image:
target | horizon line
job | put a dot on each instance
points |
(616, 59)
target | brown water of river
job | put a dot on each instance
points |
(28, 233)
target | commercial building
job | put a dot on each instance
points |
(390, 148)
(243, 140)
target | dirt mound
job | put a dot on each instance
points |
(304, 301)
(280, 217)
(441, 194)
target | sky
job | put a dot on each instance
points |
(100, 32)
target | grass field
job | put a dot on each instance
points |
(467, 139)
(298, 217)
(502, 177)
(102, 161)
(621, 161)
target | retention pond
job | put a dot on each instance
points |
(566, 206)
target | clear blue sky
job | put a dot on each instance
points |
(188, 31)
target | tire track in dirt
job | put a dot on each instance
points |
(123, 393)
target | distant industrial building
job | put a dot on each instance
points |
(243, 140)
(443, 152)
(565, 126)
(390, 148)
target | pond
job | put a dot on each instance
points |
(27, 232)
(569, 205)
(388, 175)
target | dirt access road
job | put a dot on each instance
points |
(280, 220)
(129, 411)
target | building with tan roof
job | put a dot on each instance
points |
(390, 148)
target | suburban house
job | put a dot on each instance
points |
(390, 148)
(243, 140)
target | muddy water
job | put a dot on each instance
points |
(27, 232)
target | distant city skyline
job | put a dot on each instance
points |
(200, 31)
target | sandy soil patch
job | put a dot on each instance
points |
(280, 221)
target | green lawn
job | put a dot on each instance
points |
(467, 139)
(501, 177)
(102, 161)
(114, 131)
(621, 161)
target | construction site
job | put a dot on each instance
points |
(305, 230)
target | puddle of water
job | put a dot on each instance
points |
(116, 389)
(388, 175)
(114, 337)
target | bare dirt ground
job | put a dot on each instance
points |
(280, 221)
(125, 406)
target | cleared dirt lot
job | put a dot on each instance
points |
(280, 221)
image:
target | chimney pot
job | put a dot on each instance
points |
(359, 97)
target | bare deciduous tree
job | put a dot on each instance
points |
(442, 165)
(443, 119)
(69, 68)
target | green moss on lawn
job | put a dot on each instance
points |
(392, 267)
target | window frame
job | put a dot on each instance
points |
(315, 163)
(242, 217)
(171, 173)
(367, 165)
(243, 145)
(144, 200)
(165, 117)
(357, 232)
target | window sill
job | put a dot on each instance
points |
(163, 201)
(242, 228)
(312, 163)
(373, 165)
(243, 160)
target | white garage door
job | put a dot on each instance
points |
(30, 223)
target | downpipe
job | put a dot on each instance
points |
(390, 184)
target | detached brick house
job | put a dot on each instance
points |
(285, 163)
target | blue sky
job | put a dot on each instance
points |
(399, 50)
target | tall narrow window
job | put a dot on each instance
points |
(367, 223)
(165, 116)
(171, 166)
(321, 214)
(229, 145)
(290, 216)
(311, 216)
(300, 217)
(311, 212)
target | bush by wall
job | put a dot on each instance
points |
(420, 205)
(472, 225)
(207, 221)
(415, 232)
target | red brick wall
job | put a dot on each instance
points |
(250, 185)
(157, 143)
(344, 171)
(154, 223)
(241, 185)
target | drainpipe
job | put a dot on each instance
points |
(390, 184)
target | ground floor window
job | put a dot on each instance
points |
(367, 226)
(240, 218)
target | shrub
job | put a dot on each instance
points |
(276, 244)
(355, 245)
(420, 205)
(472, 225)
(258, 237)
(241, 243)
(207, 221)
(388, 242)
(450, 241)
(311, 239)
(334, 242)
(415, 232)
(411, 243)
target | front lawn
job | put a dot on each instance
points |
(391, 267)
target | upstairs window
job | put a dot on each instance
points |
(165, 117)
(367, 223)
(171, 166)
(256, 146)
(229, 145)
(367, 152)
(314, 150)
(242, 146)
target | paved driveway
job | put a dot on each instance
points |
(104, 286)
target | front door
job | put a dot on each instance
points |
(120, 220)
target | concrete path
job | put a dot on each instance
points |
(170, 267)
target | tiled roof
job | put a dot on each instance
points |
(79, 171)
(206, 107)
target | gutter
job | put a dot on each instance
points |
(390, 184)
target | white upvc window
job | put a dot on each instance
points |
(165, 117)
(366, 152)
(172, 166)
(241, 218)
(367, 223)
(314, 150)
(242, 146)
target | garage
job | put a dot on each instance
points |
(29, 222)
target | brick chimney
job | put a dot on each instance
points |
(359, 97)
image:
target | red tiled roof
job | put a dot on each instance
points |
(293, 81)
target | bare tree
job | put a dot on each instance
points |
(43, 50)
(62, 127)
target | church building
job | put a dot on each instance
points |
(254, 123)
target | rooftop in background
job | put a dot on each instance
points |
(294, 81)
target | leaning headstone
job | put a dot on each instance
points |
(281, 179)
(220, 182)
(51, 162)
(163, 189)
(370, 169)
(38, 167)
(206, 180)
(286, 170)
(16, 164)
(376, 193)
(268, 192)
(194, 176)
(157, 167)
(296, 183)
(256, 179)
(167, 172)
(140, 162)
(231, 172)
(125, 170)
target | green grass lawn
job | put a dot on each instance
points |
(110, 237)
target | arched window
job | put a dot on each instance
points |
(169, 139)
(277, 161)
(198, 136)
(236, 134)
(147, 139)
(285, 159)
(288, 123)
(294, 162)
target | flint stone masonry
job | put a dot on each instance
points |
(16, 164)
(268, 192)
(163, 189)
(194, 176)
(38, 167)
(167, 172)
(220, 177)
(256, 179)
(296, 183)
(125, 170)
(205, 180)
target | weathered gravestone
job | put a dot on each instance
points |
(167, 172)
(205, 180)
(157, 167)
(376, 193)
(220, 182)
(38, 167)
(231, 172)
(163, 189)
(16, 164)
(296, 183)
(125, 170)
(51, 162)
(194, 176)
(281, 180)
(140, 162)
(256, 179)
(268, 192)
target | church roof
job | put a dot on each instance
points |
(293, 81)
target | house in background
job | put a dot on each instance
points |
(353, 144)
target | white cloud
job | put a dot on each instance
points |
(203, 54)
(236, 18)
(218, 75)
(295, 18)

--

**Set task:**
Your task is to reproduce the whole listing exactly.

**Solution to this exercise:**
image:
target | horizon line
job | put a dot on each instance
points |
(616, 59)
target | brown water of river
job | put a dot on each instance
points |
(28, 233)
target | commercial building
job | put a dot on each instance
points |
(390, 148)
(243, 140)
target | dirt mound
job | put a dot on each instance
points |
(304, 301)
(280, 217)
(441, 194)
target | sky
job | put a dot on each instance
points |
(100, 32)
target | grass field
job | put a dot on each instance
points |
(467, 139)
(298, 217)
(502, 177)
(102, 161)
(621, 161)
target | retention pond
job | put a dot on each instance
points |
(566, 206)
target | clear blue sky
job | put a dot on each instance
points |
(188, 31)
target | tire track in dirt
job | put a dot on each instance
points |
(123, 393)
target | distant industrial building
job | put a dot on each instance
points |
(243, 140)
(443, 152)
(565, 126)
(390, 148)
target | pond
job | put a dot on each instance
points |
(27, 232)
(569, 205)
(388, 175)
target | dirt access road
job | put a dot on each instance
points |
(280, 220)
(129, 411)
target | building with tan roof
job | put a dot on each instance
points |
(390, 148)
target | suburban house
job | put a dot on each instance
points |
(390, 148)
(243, 140)
target | muddy water
job | put a dot on each instance
points |
(27, 232)
target | distant city skyline
job | put a dot on each instance
points |
(200, 31)
target | sandy soil patch
job | put a dot on each instance
points |
(280, 221)
target | green lawn
job | put a dot on each instance
points |
(467, 139)
(501, 177)
(102, 161)
(114, 131)
(621, 161)
target | construction site
job | put a dot on each instance
points |
(305, 230)
target | puddle of water
job | put a dot on each instance
points |
(116, 389)
(388, 175)
(114, 337)
target | bare dirt ground
job | put a dot on each instance
points |
(280, 221)
(125, 406)
target | cleared dirt lot
job | put a dot on each instance
points |
(280, 221)
image:
target | chimney pot
job | put a dot on each instance
points |
(359, 97)
target | bare deciduous tree
job | put a dot on each instance
points |
(442, 165)
(443, 119)
(69, 68)
target | green moss on lawn
job | put a dot on each instance
points |
(392, 267)
target | window frame
job | put a dot on each instance
points |
(315, 163)
(242, 217)
(171, 173)
(367, 165)
(243, 145)
(144, 200)
(165, 117)
(357, 232)
target | window sill
job | put a dot on each instance
points |
(163, 201)
(242, 228)
(312, 163)
(373, 165)
(243, 160)
target | white garage door
job | put a dot on each instance
points |
(30, 223)
target | downpipe
job | put a dot on each instance
points |
(390, 184)
target | detached brick house
job | put a dot on each instance
points |
(285, 163)
target | blue sky
job | put a dot on each instance
points |
(399, 50)
target | tall narrow window
job | put a dot on each instance
points |
(367, 223)
(165, 116)
(171, 166)
(321, 214)
(229, 145)
(290, 216)
(311, 216)
(300, 217)
(311, 212)
target | bush by wall
job | put a dot on each instance
points |
(420, 205)
(472, 225)
(207, 221)
(415, 232)
target | red brick wall
job | put a dot on each instance
points |
(250, 185)
(157, 143)
(344, 171)
(154, 223)
(241, 185)
target | drainpipe
job | put a dot on each instance
points |
(390, 184)
target | ground floor window
job | put a dot on each instance
points |
(367, 226)
(240, 218)
target | shrub
job | put a dot on each instance
points |
(276, 244)
(355, 245)
(420, 205)
(472, 225)
(258, 237)
(241, 243)
(207, 221)
(388, 242)
(450, 241)
(311, 239)
(334, 242)
(415, 232)
(411, 243)
target | front lawn
job | put a dot on each instance
points |
(391, 267)
target | upstairs window
job | put a dot on each instance
points |
(165, 117)
(367, 223)
(171, 166)
(256, 146)
(229, 145)
(367, 152)
(314, 150)
(242, 146)
target | paved driveway
job | put a dot on each instance
points |
(104, 286)
target | front door
job | put a dot on each instance
points |
(120, 220)
target | concrete path
job | put a dot on each instance
points |
(170, 267)
target | tiled roof
job | put a dot on each instance
points |
(79, 171)
(206, 107)
target | gutter
job | put a dot on each instance
points |
(390, 184)
target | white upvc window
job | put a dot on each instance
points |
(165, 117)
(366, 152)
(172, 166)
(241, 218)
(367, 223)
(314, 150)
(242, 146)
target | garage
job | put a dot on each instance
points |
(29, 222)
target | brick chimney
job | put a dot on each instance
points |
(359, 97)
image:
target | red tiled roof
job | put a dot on each instance
points |
(293, 81)
target | bare tree
job | put a dot on each instance
points |
(43, 50)
(62, 127)
target | church building
job | put a dot on each instance
points |
(254, 123)
target | rooftop in background
job | put a dot on each instance
points |
(294, 81)
target | leaning headstone
job | put a dot on each instance
points |
(281, 179)
(220, 182)
(51, 162)
(163, 189)
(370, 169)
(38, 167)
(206, 180)
(286, 170)
(16, 164)
(376, 193)
(268, 192)
(194, 176)
(157, 167)
(296, 183)
(256, 179)
(167, 172)
(140, 162)
(231, 172)
(125, 170)
target | green grass lawn
job | put a dot on each instance
points |
(110, 237)
target | arched window
job | put a dot on each instance
points |
(169, 139)
(277, 161)
(198, 136)
(236, 134)
(147, 139)
(285, 159)
(288, 123)
(294, 162)
target | flint stone masonry
job | put a dot on each instance
points |
(16, 164)
(268, 192)
(163, 189)
(194, 176)
(38, 167)
(167, 172)
(220, 177)
(256, 179)
(296, 183)
(125, 170)
(205, 180)
target | weathered gravestone
job | put a dot on each instance
points |
(167, 172)
(205, 180)
(157, 167)
(376, 193)
(220, 182)
(38, 167)
(231, 172)
(163, 189)
(16, 164)
(296, 183)
(125, 170)
(51, 162)
(194, 176)
(281, 180)
(140, 162)
(256, 179)
(268, 192)
target | church roof
job | put a dot on each instance
points |
(293, 81)
target | house in background
job | put a dot on each instance
points |
(353, 144)
target | white cloud
job | put a dot on each instance
points |
(203, 54)
(236, 18)
(218, 75)
(295, 18)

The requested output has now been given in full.